### YOUR INSTRUCTIONS
Turn the stretch of lines below, from the first line through the line containing "<point>368,122</point>", into a Markdown table with the columns Row and Line, numbering each row and omitting blank lines.
——
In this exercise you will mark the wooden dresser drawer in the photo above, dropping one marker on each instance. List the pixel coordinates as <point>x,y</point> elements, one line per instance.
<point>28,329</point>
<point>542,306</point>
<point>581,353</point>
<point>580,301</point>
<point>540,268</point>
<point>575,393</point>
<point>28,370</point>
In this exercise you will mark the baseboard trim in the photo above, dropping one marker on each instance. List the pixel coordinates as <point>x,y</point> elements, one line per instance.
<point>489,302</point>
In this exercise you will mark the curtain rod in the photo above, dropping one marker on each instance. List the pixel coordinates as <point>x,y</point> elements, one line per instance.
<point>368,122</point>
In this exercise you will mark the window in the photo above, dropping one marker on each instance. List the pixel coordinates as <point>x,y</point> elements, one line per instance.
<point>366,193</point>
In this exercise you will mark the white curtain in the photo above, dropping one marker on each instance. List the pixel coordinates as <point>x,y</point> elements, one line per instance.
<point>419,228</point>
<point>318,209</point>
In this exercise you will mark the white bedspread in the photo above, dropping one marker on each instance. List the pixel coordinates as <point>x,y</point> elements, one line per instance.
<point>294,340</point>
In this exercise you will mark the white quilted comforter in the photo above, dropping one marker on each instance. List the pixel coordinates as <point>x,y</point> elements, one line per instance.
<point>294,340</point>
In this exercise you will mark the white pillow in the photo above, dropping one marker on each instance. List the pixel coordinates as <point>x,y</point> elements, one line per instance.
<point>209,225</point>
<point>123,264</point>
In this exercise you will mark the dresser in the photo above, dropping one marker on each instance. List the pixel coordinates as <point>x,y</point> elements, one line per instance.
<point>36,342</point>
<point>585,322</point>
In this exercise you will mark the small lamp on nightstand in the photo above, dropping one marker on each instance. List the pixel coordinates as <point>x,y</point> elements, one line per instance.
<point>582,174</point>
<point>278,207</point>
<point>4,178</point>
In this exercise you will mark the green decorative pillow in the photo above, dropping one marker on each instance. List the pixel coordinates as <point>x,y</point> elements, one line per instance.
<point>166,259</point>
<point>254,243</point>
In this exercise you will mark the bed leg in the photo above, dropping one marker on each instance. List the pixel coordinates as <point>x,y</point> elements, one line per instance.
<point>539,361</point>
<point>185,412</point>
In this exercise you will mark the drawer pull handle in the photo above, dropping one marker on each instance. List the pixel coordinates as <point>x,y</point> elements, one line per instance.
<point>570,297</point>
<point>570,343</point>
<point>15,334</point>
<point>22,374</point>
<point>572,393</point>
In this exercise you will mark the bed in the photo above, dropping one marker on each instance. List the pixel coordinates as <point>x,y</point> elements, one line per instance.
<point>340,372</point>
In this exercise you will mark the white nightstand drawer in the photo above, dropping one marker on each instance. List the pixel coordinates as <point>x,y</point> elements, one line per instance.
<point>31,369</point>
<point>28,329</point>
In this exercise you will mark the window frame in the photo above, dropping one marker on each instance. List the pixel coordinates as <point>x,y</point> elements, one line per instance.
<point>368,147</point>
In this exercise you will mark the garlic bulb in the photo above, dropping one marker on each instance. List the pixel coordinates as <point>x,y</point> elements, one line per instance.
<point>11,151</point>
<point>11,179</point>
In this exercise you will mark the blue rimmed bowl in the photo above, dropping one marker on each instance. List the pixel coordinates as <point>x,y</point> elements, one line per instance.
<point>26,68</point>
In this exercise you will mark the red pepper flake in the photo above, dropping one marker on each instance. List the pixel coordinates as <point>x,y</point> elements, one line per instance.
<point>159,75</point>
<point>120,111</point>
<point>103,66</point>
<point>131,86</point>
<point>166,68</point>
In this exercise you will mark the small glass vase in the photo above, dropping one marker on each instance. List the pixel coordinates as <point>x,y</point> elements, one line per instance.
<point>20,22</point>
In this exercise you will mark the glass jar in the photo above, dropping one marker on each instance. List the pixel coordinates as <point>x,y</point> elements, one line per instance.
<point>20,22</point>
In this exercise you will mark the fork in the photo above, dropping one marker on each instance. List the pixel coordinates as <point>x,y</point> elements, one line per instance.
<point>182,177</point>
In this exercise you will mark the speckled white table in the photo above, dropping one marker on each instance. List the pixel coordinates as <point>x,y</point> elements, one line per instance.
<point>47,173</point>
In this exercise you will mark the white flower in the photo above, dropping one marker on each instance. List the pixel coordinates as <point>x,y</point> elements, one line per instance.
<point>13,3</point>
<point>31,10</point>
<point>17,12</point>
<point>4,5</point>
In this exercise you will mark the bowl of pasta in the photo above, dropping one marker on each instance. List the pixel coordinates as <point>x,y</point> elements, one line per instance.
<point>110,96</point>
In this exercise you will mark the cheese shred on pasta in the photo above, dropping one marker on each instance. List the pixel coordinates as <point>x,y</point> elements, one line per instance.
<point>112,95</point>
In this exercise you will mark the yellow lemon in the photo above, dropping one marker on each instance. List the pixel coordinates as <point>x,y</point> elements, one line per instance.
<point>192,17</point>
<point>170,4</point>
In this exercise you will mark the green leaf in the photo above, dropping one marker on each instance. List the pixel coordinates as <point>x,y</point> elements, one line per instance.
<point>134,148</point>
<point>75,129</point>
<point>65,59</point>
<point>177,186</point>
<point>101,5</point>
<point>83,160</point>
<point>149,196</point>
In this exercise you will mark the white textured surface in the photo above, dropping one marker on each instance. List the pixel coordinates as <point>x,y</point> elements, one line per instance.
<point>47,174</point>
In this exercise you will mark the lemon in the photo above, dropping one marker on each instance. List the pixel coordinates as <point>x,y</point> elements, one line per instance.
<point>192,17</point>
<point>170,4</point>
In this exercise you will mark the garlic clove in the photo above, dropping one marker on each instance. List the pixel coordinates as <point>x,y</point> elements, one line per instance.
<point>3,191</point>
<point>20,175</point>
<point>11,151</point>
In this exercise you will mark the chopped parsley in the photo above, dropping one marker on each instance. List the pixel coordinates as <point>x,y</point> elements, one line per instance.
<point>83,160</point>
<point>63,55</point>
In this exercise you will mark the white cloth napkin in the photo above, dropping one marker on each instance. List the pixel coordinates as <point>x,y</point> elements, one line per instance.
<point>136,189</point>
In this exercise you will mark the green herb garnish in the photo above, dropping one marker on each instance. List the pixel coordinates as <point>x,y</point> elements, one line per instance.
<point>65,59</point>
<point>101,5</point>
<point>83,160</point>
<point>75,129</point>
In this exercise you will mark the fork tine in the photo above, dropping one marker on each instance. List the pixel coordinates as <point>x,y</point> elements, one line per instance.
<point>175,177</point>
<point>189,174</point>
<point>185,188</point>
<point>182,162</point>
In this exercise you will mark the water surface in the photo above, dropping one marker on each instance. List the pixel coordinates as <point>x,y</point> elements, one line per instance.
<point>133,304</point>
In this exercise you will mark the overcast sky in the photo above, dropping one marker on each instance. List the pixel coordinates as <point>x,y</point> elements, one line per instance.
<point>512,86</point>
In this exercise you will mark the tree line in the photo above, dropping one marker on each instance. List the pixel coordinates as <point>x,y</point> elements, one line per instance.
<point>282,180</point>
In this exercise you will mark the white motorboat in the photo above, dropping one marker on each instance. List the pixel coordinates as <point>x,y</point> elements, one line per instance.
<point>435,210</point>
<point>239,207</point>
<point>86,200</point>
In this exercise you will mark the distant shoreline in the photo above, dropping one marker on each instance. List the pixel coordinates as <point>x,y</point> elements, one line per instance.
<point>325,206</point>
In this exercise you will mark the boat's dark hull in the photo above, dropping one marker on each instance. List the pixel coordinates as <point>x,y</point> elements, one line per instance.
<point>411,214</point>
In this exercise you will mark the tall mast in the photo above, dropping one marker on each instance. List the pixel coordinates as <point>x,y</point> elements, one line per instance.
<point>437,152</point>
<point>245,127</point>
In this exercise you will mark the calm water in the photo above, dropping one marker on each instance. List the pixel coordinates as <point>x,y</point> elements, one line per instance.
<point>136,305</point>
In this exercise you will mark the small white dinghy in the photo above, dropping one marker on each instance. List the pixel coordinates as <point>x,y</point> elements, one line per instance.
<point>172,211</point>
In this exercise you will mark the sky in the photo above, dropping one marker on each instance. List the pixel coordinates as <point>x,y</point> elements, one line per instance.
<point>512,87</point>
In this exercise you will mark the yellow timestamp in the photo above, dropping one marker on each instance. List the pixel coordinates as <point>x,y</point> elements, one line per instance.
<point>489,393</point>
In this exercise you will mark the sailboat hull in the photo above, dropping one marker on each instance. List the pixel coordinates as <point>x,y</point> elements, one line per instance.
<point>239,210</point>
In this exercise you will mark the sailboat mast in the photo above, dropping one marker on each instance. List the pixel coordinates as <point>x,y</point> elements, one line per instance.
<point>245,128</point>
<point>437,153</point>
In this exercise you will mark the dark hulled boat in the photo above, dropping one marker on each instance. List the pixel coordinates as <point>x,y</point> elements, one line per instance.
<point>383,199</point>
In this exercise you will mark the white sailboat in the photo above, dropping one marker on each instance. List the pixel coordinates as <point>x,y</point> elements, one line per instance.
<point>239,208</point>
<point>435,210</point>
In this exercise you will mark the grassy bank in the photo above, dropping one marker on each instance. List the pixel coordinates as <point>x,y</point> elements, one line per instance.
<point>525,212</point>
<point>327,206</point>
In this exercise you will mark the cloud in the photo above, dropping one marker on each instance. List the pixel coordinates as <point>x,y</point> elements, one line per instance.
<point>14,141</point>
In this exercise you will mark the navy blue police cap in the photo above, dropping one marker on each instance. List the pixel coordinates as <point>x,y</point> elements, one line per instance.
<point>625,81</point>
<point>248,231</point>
——
### ANSWER TO THE EXERCISE
| Row | Line |
|---|---|
| 1 | In this exercise you will mark the wooden dresser drawer in the photo above, dropping one marker on each instance. List the pixel coordinates as <point>x,y</point> elements, one line per instance. |
| 2 | <point>28,329</point> |
| 3 | <point>542,306</point> |
| 4 | <point>581,353</point> |
| 5 | <point>580,301</point> |
| 6 | <point>540,268</point> |
| 7 | <point>575,393</point> |
| 8 | <point>28,370</point> |
| 9 | In this exercise you will mark the baseboard trim in the photo above, dropping one marker on each instance. List the pixel coordinates as <point>x,y</point> elements, one line per instance. |
| 10 | <point>489,302</point> |
| 11 | In this exercise you will mark the curtain rod in the photo above, dropping one marker on each instance. List the pixel coordinates as <point>x,y</point> elements, one line per instance. |
| 12 | <point>368,122</point> |